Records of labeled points
/---
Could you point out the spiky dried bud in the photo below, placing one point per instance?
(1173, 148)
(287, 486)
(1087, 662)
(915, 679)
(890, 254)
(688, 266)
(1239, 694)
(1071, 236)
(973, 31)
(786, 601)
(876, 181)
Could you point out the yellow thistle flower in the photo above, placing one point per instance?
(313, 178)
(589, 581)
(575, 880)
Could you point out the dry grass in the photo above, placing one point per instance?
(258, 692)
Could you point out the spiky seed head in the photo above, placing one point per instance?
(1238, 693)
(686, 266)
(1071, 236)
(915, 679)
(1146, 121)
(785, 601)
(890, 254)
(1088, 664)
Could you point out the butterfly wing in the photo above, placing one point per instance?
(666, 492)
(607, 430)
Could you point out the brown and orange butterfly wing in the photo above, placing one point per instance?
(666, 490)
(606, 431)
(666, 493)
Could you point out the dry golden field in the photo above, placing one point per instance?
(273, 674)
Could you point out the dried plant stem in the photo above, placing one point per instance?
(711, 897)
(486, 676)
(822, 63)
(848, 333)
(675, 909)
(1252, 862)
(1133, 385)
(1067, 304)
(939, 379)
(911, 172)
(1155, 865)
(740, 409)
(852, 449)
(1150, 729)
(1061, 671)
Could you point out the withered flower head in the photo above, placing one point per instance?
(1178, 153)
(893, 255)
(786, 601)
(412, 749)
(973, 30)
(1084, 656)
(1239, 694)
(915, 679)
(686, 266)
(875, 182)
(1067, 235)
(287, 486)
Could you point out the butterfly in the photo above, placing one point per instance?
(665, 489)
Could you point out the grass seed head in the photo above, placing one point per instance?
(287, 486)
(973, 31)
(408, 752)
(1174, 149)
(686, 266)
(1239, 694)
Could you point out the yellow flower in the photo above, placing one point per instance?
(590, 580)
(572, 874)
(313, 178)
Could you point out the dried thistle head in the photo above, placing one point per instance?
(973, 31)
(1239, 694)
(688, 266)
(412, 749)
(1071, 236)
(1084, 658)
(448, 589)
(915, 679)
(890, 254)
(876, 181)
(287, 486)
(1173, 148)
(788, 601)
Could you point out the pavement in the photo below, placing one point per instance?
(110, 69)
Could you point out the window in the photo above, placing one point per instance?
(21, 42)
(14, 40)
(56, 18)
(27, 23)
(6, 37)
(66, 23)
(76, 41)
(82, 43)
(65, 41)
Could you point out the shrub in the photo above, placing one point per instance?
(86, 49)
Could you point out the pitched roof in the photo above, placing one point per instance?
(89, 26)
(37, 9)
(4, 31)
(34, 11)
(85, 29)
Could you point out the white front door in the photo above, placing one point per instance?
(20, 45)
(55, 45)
\---
Instructions for the task
Return every line of the material exactly.

Answer for this exercise
Could you point out the spiky dried bud in the photo below, placing one point per instance?
(1173, 148)
(287, 486)
(1087, 662)
(915, 679)
(890, 254)
(688, 266)
(1239, 694)
(1071, 236)
(973, 31)
(786, 601)
(876, 181)
Could you point out the yellow thistle flower in the photo above, placing one point per instance?
(313, 178)
(589, 581)
(575, 880)
Could you point out the dry grass in the photo above, placing one point per instance?
(258, 692)
Could you point out the spiky seed head in the photo above, placing one point per instance?
(1238, 693)
(686, 266)
(1071, 236)
(915, 679)
(1146, 121)
(785, 601)
(890, 254)
(1088, 664)
Could you point out the butterfly wing in the photo above, placing one point per instance?
(666, 492)
(607, 430)
Could you point out the brown and orange butterfly wing in the photo above, placing one point per instance?
(666, 490)
(606, 431)
(666, 493)
Could you point out the dry golden field in the photo above, placing one point per instance?
(273, 674)
Could you point out the dried plant stem in the photo above, placing one point per instance?
(711, 897)
(486, 676)
(822, 63)
(848, 333)
(675, 909)
(1252, 862)
(1133, 385)
(1067, 304)
(939, 379)
(911, 172)
(1155, 865)
(740, 409)
(852, 449)
(1150, 729)
(1061, 671)
Could you point out the withered flower head in the photo above, placing one point per instance?
(1178, 153)
(893, 255)
(786, 601)
(412, 749)
(973, 30)
(1084, 656)
(1239, 694)
(915, 679)
(686, 266)
(875, 182)
(1067, 235)
(287, 486)
Could you point out the butterfly in the photo above, placing one point per instance?
(665, 489)
Could you point out the grass seed head in the photo above, placing one point per instance?
(287, 486)
(973, 31)
(408, 752)
(1174, 149)
(686, 266)
(1239, 694)
Could you point out the yellow flower in the photo above, placing one point per instance?
(590, 580)
(572, 874)
(313, 178)
Could you point out the dried thistle head in the photo above, placing one point per instance?
(973, 31)
(1239, 694)
(688, 266)
(412, 749)
(1071, 236)
(1084, 658)
(448, 589)
(915, 679)
(890, 254)
(876, 181)
(287, 486)
(1173, 148)
(788, 601)
Could you point out the pavement in the photo below, placing one point per instance?
(110, 69)
Could you point out the window in the photo above, placing one point per instance?
(21, 42)
(14, 40)
(56, 18)
(27, 23)
(6, 37)
(66, 23)
(76, 41)
(82, 43)
(65, 41)
Could you point out the shrub in the photo above, placing one point per instance?
(86, 49)
Could you point out the pitched roof in the photo above, placing one point per instance?
(89, 26)
(37, 9)
(4, 31)
(34, 11)
(85, 29)
Could you point out the white front door in the photo above, placing one point per instance?
(20, 45)
(55, 45)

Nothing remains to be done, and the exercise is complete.